# ЗАДАНИЕ 1
Верните все строки записей, в которых встречается слово «blue». Регистр букв учитывается.
# ЗАДАНИЕ 2
Допишите продолжение отрывка о том, как Ханс Модров пережил крушение нацистских убеждений, начав сразу после его последнего предложения.

# ФРАГМЕНТ ДОКУМЕНТА
*****

Для молодых германских нацистов опыт крушения был еще катастрофичнее, поскольку им внушался не просто патриотизм, а убежденность в том, что немцы превосходят все другие народы физически и ментально. Ханс Модров, впоследствии один из видных лидеров ГДР, в 1946 году был так же дезориентирован, как и его польский сверстник Тадеуш Конвицкий. Будучи активистом нацистского молодежного движения, он вступил в Volkssturm, «Народное ополчение», оказывавшее сопротивление Красной армии в последние дни войны. В то время его переполняла ненависть к большевикам, которые, как ему настойчиво внушали, были неполноценными людьми, уступавшими немцам во всем. Но в мае 1945 года, после пленения красноармейцами, он пережил глубочайшее мировоззренческое потрясение. Вместе с другими немецкими пленными его посадили в грузовик и отправили работать на ферму. «Я был молод, и мне захотелось помочь, – рассказывает Модров. – Стоя в кузове, я швырял вниз чужие вещевые мешки, а потом, передав кому-то свой рюкзак, спрыгнул на землю. Но, оглянувшись, я увидел, что моего рюкзака нет – его украли. Причем сделал это не советский солдат, а один из нас, немцев. Впрочем, на следующий день Красная армия всех уравняла: рюкзаки отобрали у всех без исключения, а взамен каждый получил миску и ложку. Но из-за этого эпизода я пересмотрел былые представления о так называемом немецком боевом братстве»[83].

*****

# ИСХОДНЫЕ ДАННЫЕ
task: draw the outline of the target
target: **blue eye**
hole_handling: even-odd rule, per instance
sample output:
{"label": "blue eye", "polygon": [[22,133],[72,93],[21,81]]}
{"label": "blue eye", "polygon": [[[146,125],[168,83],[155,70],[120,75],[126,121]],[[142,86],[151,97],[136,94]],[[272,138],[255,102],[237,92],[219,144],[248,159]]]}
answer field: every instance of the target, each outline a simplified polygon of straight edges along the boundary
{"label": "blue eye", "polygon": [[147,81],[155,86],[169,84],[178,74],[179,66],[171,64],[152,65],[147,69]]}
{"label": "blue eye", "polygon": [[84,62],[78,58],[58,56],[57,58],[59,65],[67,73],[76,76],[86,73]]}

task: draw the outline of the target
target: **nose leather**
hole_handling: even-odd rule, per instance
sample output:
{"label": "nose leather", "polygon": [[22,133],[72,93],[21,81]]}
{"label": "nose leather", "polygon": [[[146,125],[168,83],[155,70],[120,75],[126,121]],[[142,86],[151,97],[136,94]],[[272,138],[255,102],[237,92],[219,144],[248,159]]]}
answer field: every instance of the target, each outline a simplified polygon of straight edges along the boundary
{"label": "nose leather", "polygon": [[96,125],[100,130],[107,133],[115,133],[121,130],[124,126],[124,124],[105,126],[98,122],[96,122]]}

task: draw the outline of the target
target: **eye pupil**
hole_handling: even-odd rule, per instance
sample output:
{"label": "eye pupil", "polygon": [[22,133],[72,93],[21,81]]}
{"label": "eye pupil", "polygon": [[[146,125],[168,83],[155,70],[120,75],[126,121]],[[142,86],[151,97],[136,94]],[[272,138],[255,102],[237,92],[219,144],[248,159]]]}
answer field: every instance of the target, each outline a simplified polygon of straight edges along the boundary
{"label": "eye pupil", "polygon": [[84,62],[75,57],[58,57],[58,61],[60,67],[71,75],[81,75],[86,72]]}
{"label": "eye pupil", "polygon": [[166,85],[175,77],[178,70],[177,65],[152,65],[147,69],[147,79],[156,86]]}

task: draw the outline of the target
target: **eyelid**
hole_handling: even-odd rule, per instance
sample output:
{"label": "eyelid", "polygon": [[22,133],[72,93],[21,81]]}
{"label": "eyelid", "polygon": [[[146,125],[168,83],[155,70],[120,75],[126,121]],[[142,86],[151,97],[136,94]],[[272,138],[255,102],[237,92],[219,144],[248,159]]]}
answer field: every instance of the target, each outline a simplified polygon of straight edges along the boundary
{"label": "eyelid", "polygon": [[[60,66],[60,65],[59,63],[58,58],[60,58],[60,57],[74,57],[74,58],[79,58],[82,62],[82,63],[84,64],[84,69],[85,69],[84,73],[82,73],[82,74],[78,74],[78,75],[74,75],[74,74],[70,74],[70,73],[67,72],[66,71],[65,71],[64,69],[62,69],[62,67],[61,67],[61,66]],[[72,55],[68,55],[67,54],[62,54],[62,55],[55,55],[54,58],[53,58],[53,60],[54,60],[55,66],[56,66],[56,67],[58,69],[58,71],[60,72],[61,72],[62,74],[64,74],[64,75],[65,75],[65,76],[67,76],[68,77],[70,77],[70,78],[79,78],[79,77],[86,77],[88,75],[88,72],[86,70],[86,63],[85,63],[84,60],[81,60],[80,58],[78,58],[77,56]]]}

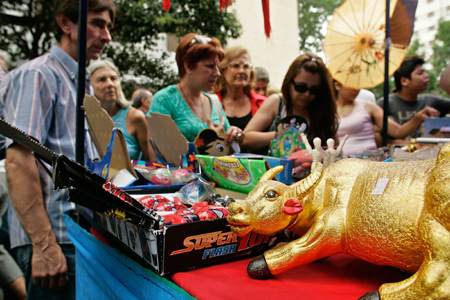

*****

# ОТВЕТ К ЗАДАНИЮ 1
target: **blue eye**
{"label": "blue eye", "polygon": [[22,133],[72,93],[21,81]]}
{"label": "blue eye", "polygon": [[[146,125],[168,83],[155,70],[120,75],[126,121]],[[142,86],[151,97],[136,94]],[[272,138],[255,102],[237,92],[219,144],[248,159]]]}
{"label": "blue eye", "polygon": [[147,81],[155,86],[169,84],[178,74],[179,66],[171,64],[152,65],[147,69]]}
{"label": "blue eye", "polygon": [[84,62],[78,58],[58,56],[57,58],[59,65],[67,73],[76,76],[86,73]]}

# ОТВЕТ К ЗАДАНИЮ 2
Еще через несколько дней юношу определили водителем к советскому капитану, который как-то спросил, читал ли он Генриха Гейне. Модров никогда не слышал о Гейне; его уязвило то, что люди, считавшиеся неполноценными и ущербными, знают о немецкой культуре больше, чем он сам. Позднее Модрова отправили в лагерь для военнопленных в Подмосковье. Там его отобрали в качестве слушателя «антифашистской» школы и обучили основам марксизма-ленинизма, причем молодой немец с жадностью впитывал новые знания. Травма, причиненная крушением Германии, была столь сильна, что он с готовностью обратился к идеологии, к которой ему с детства внушали ненависть. Со временем он начал чувствовать даже благодарность за это. Коммунистическая партия предоставила ему шанс исправить ошибки прошлого – и Германии в целом, и свои собственные. Стыд за то, что некогда он был правоверным нацистом, теперь можно было изжить.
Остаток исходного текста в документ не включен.